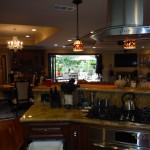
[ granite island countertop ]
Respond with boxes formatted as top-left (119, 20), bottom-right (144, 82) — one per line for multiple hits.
top-left (32, 84), bottom-right (150, 94)
top-left (20, 103), bottom-right (150, 131)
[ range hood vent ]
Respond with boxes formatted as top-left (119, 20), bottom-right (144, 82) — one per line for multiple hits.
top-left (91, 0), bottom-right (150, 41)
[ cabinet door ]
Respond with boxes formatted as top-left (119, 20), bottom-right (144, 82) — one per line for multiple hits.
top-left (23, 122), bottom-right (70, 150)
top-left (69, 123), bottom-right (88, 150)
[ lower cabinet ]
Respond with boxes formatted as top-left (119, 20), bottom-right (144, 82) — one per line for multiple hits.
top-left (69, 123), bottom-right (89, 150)
top-left (0, 119), bottom-right (24, 150)
top-left (22, 122), bottom-right (70, 150)
top-left (23, 121), bottom-right (112, 150)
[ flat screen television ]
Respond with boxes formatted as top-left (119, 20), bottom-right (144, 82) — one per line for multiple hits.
top-left (114, 53), bottom-right (137, 67)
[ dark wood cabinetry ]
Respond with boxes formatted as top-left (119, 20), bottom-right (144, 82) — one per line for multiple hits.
top-left (23, 122), bottom-right (70, 150)
top-left (22, 122), bottom-right (89, 150)
top-left (69, 123), bottom-right (88, 150)
top-left (11, 50), bottom-right (45, 75)
top-left (22, 120), bottom-right (150, 150)
top-left (0, 119), bottom-right (24, 150)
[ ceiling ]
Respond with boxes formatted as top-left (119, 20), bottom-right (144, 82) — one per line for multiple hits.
top-left (1, 0), bottom-right (150, 51)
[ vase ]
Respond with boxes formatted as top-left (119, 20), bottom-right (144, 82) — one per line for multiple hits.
top-left (64, 94), bottom-right (73, 105)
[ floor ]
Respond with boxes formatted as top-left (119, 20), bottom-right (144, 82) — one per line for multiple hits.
top-left (0, 100), bottom-right (28, 119)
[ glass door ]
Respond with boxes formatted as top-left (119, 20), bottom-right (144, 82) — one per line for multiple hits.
top-left (48, 54), bottom-right (56, 82)
top-left (48, 54), bottom-right (103, 83)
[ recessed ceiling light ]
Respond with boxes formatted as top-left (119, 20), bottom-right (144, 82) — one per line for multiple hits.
top-left (32, 28), bottom-right (36, 32)
top-left (62, 46), bottom-right (66, 48)
top-left (91, 31), bottom-right (94, 34)
top-left (68, 39), bottom-right (72, 42)
top-left (25, 35), bottom-right (30, 38)
top-left (93, 47), bottom-right (96, 49)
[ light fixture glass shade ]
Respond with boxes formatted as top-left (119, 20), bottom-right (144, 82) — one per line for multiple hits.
top-left (73, 39), bottom-right (83, 51)
top-left (7, 36), bottom-right (23, 52)
top-left (124, 39), bottom-right (136, 49)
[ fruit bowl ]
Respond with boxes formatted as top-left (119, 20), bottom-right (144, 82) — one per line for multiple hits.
top-left (114, 79), bottom-right (126, 88)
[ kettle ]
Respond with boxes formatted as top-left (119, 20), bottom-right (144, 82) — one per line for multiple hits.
top-left (122, 92), bottom-right (136, 111)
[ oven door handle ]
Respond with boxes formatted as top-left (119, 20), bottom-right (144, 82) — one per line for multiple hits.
top-left (92, 142), bottom-right (136, 150)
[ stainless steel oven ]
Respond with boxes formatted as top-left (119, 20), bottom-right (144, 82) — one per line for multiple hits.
top-left (89, 127), bottom-right (150, 150)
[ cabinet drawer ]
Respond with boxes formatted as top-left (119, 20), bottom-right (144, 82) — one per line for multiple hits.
top-left (31, 127), bottom-right (62, 135)
top-left (29, 126), bottom-right (64, 139)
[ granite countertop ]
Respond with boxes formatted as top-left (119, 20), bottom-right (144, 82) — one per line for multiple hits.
top-left (20, 103), bottom-right (150, 131)
top-left (32, 84), bottom-right (150, 94)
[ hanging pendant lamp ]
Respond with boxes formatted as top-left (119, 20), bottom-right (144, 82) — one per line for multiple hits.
top-left (72, 0), bottom-right (83, 51)
top-left (124, 39), bottom-right (136, 49)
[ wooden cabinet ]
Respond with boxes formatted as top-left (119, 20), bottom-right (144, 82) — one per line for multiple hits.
top-left (11, 50), bottom-right (45, 75)
top-left (0, 119), bottom-right (24, 150)
top-left (22, 122), bottom-right (89, 150)
top-left (66, 123), bottom-right (89, 150)
top-left (22, 122), bottom-right (70, 150)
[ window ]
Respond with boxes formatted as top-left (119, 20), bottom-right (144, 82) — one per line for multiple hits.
top-left (55, 55), bottom-right (99, 82)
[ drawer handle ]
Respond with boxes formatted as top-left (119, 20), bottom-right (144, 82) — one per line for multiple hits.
top-left (44, 129), bottom-right (48, 135)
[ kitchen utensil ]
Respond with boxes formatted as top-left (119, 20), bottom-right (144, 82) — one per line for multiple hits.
top-left (114, 79), bottom-right (126, 88)
top-left (122, 92), bottom-right (136, 111)
top-left (97, 98), bottom-right (109, 108)
top-left (50, 87), bottom-right (61, 108)
top-left (81, 101), bottom-right (92, 107)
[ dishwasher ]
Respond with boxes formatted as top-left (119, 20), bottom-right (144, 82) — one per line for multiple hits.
top-left (89, 127), bottom-right (150, 150)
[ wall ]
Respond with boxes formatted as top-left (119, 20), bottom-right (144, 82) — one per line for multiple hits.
top-left (1, 46), bottom-right (150, 84)
top-left (0, 48), bottom-right (11, 83)
top-left (45, 48), bottom-right (150, 82)
top-left (102, 49), bottom-right (150, 82)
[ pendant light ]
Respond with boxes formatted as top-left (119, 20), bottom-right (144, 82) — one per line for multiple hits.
top-left (124, 39), bottom-right (136, 49)
top-left (72, 0), bottom-right (83, 51)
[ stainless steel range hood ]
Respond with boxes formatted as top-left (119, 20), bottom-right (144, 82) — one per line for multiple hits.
top-left (91, 0), bottom-right (150, 42)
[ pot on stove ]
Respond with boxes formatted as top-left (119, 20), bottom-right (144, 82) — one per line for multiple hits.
top-left (122, 92), bottom-right (136, 111)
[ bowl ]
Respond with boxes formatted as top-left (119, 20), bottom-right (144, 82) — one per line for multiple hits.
top-left (81, 101), bottom-right (92, 107)
top-left (114, 79), bottom-right (126, 88)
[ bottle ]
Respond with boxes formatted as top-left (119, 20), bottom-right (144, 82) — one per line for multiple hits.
top-left (90, 92), bottom-right (95, 106)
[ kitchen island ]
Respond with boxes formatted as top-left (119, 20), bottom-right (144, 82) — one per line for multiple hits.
top-left (20, 103), bottom-right (150, 150)
top-left (20, 103), bottom-right (150, 130)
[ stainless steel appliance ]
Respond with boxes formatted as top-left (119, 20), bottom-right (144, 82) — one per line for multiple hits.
top-left (87, 97), bottom-right (150, 149)
top-left (122, 92), bottom-right (136, 111)
top-left (86, 105), bottom-right (150, 124)
top-left (89, 128), bottom-right (150, 150)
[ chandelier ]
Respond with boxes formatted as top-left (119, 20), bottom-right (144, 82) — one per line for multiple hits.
top-left (72, 0), bottom-right (83, 51)
top-left (7, 36), bottom-right (23, 52)
top-left (124, 39), bottom-right (136, 49)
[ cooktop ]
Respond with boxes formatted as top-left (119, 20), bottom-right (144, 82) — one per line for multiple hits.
top-left (86, 106), bottom-right (150, 124)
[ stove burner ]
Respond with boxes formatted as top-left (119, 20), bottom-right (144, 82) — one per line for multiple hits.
top-left (86, 106), bottom-right (150, 124)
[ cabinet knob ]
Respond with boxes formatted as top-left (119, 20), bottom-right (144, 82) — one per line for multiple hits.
top-left (73, 131), bottom-right (77, 137)
top-left (44, 129), bottom-right (48, 135)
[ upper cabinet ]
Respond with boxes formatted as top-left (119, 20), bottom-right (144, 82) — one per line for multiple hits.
top-left (11, 50), bottom-right (45, 75)
top-left (139, 54), bottom-right (150, 67)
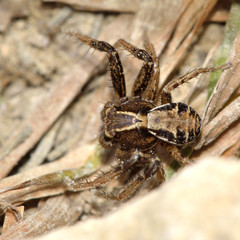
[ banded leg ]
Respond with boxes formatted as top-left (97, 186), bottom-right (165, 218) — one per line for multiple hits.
top-left (114, 39), bottom-right (155, 98)
top-left (162, 142), bottom-right (193, 165)
top-left (98, 153), bottom-right (165, 201)
top-left (63, 149), bottom-right (140, 192)
top-left (142, 41), bottom-right (160, 101)
top-left (159, 63), bottom-right (231, 104)
top-left (73, 33), bottom-right (126, 100)
top-left (63, 166), bottom-right (123, 191)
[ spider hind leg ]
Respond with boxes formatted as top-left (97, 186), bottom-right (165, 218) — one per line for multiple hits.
top-left (63, 148), bottom-right (140, 193)
top-left (158, 63), bottom-right (230, 104)
top-left (97, 151), bottom-right (165, 201)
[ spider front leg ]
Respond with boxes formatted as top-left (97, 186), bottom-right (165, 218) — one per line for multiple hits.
top-left (159, 63), bottom-right (231, 104)
top-left (143, 41), bottom-right (160, 102)
top-left (115, 39), bottom-right (158, 100)
top-left (73, 33), bottom-right (126, 100)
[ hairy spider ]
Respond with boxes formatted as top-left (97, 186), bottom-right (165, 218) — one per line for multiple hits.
top-left (64, 33), bottom-right (229, 200)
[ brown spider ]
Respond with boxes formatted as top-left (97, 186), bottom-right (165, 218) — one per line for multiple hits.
top-left (64, 33), bottom-right (229, 200)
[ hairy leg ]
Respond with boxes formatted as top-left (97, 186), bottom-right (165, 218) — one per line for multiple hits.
top-left (159, 63), bottom-right (231, 104)
top-left (73, 33), bottom-right (126, 100)
top-left (162, 142), bottom-right (193, 165)
top-left (114, 39), bottom-right (155, 98)
top-left (142, 41), bottom-right (160, 102)
top-left (97, 152), bottom-right (165, 201)
top-left (63, 148), bottom-right (141, 192)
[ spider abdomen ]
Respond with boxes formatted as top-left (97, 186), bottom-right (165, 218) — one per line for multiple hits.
top-left (147, 102), bottom-right (201, 145)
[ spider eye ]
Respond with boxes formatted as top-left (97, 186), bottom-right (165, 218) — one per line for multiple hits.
top-left (91, 41), bottom-right (97, 46)
top-left (136, 50), bottom-right (152, 62)
top-left (137, 52), bottom-right (142, 58)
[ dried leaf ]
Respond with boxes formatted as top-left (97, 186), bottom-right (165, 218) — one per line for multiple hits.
top-left (160, 0), bottom-right (218, 84)
top-left (194, 120), bottom-right (240, 159)
top-left (202, 30), bottom-right (240, 126)
top-left (0, 143), bottom-right (100, 203)
top-left (0, 194), bottom-right (87, 240)
top-left (42, 0), bottom-right (138, 13)
top-left (2, 206), bottom-right (24, 233)
top-left (184, 41), bottom-right (221, 107)
top-left (0, 66), bottom-right (89, 179)
top-left (195, 96), bottom-right (240, 150)
top-left (0, 0), bottom-right (29, 32)
top-left (131, 0), bottom-right (190, 54)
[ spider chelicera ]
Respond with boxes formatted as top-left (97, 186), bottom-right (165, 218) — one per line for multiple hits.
top-left (64, 33), bottom-right (229, 200)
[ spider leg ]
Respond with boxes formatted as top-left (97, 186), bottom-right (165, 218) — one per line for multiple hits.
top-left (142, 41), bottom-right (160, 102)
top-left (158, 63), bottom-right (231, 104)
top-left (97, 152), bottom-right (165, 201)
top-left (73, 33), bottom-right (126, 100)
top-left (99, 131), bottom-right (115, 149)
top-left (162, 142), bottom-right (193, 165)
top-left (114, 39), bottom-right (156, 99)
top-left (63, 165), bottom-right (123, 192)
top-left (63, 148), bottom-right (140, 192)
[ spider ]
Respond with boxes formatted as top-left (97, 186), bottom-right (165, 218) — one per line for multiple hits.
top-left (64, 33), bottom-right (229, 200)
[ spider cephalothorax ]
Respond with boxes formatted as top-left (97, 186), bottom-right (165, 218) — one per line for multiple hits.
top-left (64, 33), bottom-right (229, 200)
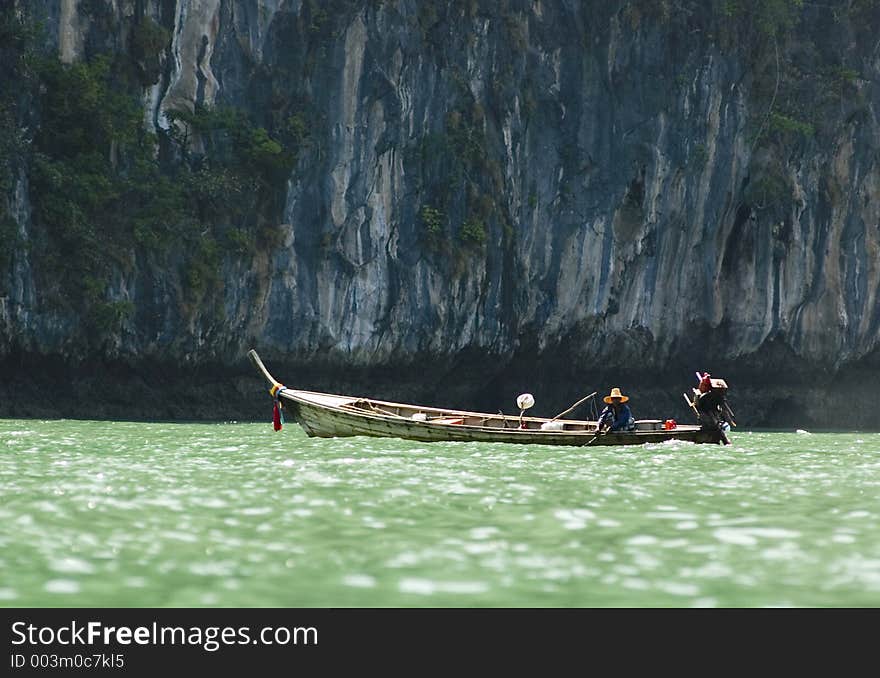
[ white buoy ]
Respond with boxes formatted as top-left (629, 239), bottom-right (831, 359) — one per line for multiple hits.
top-left (516, 393), bottom-right (535, 410)
top-left (516, 393), bottom-right (535, 429)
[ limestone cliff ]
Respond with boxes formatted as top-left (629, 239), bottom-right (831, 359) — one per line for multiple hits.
top-left (2, 0), bottom-right (880, 427)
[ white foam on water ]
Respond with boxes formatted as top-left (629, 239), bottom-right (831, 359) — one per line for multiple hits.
top-left (44, 579), bottom-right (80, 594)
top-left (297, 471), bottom-right (340, 486)
top-left (50, 557), bottom-right (95, 575)
top-left (386, 552), bottom-right (420, 568)
top-left (397, 578), bottom-right (434, 595)
top-left (189, 561), bottom-right (235, 577)
top-left (443, 483), bottom-right (482, 495)
top-left (385, 488), bottom-right (411, 499)
top-left (761, 545), bottom-right (806, 561)
top-left (646, 511), bottom-right (698, 521)
top-left (707, 516), bottom-right (759, 527)
top-left (554, 508), bottom-right (596, 530)
top-left (306, 498), bottom-right (336, 507)
top-left (194, 497), bottom-right (227, 509)
top-left (713, 526), bottom-right (800, 546)
top-left (35, 500), bottom-right (63, 515)
top-left (162, 530), bottom-right (198, 543)
top-left (627, 535), bottom-right (659, 546)
top-left (632, 553), bottom-right (662, 570)
top-left (680, 562), bottom-right (734, 580)
top-left (343, 574), bottom-right (377, 588)
top-left (712, 528), bottom-right (756, 546)
top-left (825, 555), bottom-right (880, 590)
top-left (597, 518), bottom-right (621, 528)
top-left (469, 527), bottom-right (499, 540)
top-left (341, 456), bottom-right (364, 464)
top-left (746, 527), bottom-right (802, 539)
top-left (398, 578), bottom-right (489, 595)
top-left (660, 581), bottom-right (700, 597)
top-left (612, 564), bottom-right (640, 576)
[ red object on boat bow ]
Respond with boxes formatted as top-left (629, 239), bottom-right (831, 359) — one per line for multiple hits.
top-left (273, 401), bottom-right (283, 431)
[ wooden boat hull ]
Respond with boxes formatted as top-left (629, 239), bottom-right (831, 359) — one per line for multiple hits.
top-left (248, 350), bottom-right (729, 447)
top-left (280, 392), bottom-right (724, 446)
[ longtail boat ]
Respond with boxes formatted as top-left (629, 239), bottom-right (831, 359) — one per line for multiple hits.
top-left (248, 350), bottom-right (733, 446)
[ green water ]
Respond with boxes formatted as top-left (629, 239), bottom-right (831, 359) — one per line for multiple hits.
top-left (1, 419), bottom-right (879, 607)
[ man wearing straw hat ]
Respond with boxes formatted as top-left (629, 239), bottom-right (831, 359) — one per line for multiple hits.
top-left (597, 387), bottom-right (636, 433)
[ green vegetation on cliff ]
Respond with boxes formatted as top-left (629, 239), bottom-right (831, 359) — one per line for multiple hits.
top-left (0, 7), bottom-right (307, 340)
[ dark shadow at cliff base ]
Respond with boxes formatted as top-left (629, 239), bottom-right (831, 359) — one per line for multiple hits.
top-left (2, 346), bottom-right (880, 431)
top-left (0, 352), bottom-right (266, 423)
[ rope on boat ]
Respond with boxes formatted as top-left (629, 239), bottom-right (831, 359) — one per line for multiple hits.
top-left (269, 382), bottom-right (285, 432)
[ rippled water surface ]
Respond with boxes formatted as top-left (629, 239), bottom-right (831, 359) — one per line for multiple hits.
top-left (2, 419), bottom-right (879, 607)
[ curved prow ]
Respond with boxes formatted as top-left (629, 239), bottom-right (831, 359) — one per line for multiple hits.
top-left (248, 349), bottom-right (280, 388)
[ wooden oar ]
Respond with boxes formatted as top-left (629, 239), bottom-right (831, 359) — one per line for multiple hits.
top-left (722, 401), bottom-right (737, 427)
top-left (683, 392), bottom-right (699, 419)
top-left (583, 426), bottom-right (607, 446)
top-left (551, 392), bottom-right (597, 422)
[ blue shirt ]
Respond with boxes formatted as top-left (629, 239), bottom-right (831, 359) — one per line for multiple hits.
top-left (598, 403), bottom-right (635, 431)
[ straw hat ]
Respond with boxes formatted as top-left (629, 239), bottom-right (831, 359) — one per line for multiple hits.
top-left (603, 387), bottom-right (629, 404)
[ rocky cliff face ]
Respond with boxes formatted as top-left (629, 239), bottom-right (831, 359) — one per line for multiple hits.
top-left (2, 1), bottom-right (880, 427)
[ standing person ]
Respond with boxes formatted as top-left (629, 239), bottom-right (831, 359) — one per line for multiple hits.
top-left (597, 387), bottom-right (636, 433)
top-left (693, 374), bottom-right (734, 436)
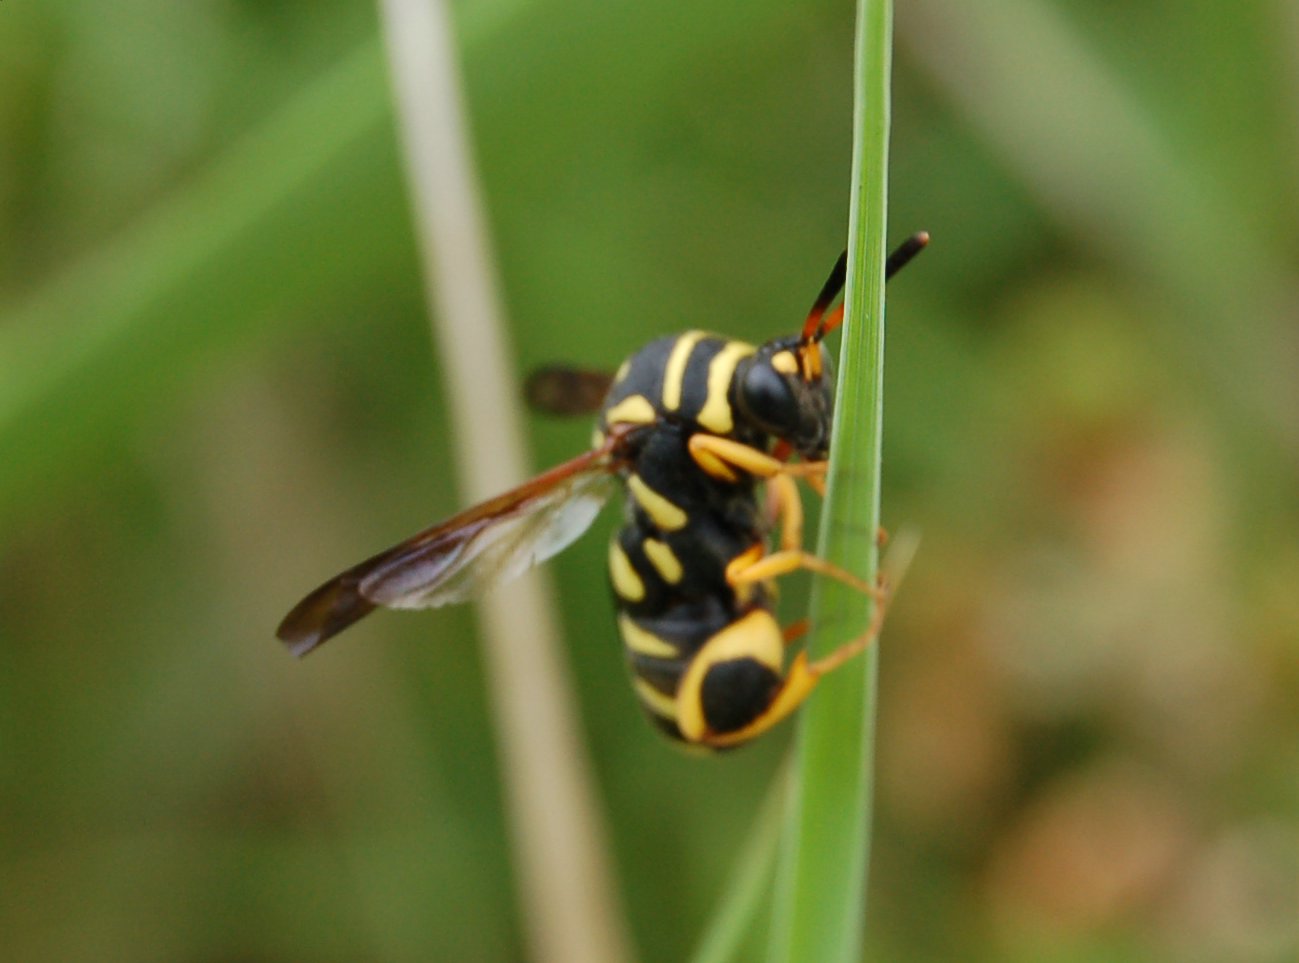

How to complete this task:
Nothing but an exact copy is asked for: the lines from the start of the records through the line with "[ cabinet door ]", both ends included, minus any pictures.

Result:
[ granite island countertop ]
Respond with boxes formatted as top-left (119, 20), bottom-right (144, 82) — one per line for multiple hits.
top-left (32, 84), bottom-right (150, 94)
top-left (20, 103), bottom-right (150, 131)
[ range hood vent ]
Respond with boxes formatted as top-left (119, 20), bottom-right (144, 82) — one per line for multiple hits.
top-left (91, 0), bottom-right (150, 41)
[ cabinet door ]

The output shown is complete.